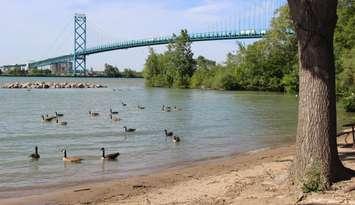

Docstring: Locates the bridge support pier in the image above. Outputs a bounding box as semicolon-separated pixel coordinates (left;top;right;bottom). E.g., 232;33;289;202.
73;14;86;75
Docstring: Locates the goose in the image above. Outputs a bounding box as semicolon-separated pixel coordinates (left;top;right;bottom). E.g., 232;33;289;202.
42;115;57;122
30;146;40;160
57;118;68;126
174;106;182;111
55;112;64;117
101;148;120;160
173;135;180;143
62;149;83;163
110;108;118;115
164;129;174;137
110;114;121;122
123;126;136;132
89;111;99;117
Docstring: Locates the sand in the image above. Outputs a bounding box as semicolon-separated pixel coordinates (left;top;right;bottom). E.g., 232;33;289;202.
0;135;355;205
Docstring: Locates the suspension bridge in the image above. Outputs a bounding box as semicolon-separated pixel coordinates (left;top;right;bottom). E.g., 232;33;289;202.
* * *
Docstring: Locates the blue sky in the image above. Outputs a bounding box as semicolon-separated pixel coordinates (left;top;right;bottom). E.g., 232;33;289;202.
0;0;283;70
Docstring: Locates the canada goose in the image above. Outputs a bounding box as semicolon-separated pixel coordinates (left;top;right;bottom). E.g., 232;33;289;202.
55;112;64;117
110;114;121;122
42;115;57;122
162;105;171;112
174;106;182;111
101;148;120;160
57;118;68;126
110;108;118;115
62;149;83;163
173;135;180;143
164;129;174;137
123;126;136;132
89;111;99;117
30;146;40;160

* **TASK DETAILS**:
Find every line in the entries that contains the word "blue" and copy each of those lines. Match case exactly.

* **EXERCISE RESULT**:
Docstring: Locates the blue sky in the image above. Outputs a bounding box as semicolon-separated pixel coordinates (left;top;right;bottom). E.g., 232;33;289;202.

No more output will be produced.